[Stored data entries]
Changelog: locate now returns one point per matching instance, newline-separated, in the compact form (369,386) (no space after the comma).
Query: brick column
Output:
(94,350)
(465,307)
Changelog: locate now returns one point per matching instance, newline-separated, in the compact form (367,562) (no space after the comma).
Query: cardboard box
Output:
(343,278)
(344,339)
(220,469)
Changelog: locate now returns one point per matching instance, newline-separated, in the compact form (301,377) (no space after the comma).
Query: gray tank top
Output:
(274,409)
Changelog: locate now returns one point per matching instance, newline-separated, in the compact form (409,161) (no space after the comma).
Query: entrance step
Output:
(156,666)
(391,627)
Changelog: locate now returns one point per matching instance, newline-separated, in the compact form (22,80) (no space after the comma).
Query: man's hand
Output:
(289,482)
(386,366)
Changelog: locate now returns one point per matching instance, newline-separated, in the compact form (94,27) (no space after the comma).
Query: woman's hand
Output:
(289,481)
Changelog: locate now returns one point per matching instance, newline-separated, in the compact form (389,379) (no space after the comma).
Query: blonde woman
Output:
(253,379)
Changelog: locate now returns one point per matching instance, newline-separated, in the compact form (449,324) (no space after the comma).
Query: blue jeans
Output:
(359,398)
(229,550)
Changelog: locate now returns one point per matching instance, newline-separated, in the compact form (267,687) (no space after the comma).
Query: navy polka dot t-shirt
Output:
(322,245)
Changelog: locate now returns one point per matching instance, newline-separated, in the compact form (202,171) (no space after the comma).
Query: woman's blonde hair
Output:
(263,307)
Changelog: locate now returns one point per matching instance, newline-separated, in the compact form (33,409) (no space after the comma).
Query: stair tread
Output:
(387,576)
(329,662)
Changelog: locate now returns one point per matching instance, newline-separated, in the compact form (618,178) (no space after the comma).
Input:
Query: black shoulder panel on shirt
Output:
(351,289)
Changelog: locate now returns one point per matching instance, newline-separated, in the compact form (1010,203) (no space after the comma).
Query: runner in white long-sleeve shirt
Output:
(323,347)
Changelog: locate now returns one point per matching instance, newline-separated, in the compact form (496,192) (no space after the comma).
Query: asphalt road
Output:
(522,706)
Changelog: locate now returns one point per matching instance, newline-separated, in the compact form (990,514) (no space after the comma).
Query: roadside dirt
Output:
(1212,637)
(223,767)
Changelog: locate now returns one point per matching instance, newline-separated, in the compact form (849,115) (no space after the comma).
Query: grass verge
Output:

** Work instructions **
Only one stretch of the data is wanted: the lines from the one with "Query: woman's blonde hair" through the last, repeated exactly.

** Written solution **
Query: woman's blonde hair
Output:
(263,307)
Changelog: locate now returns one point per matching instance, newline-separated, in the compact form (33,409) (no space after the comma).
Query: stair tread
Output:
(387,576)
(329,662)
Changelog: locate now returns one point per matching instance, newline-separated, in the compact form (618,178) (no space after the comma).
Input:
Query: black shoulder panel on shirt
Output:
(351,289)
Changelog: locate now returns one point per matching instance, newline-separated, in the compact form (1010,203) (no space after the comma).
Query: runner in white long-sleeve shirt
Output:
(323,347)
Changelog: locate now returns one point per matching instance, newline-separated, in the compact form (496,192) (no space after the comma).
Query: asphalt road
Output:
(522,706)
Changelog: locate now returns one point per matching instance, newline-separated, in the compact form (990,514) (no space after the comma).
Query: roadside dirt
Output:
(1212,637)
(223,767)
Changelog: locate now returns one point per matching instance, newline-separated, in the compact form (849,115) (no space after the comma).
Query: grass verge
Output:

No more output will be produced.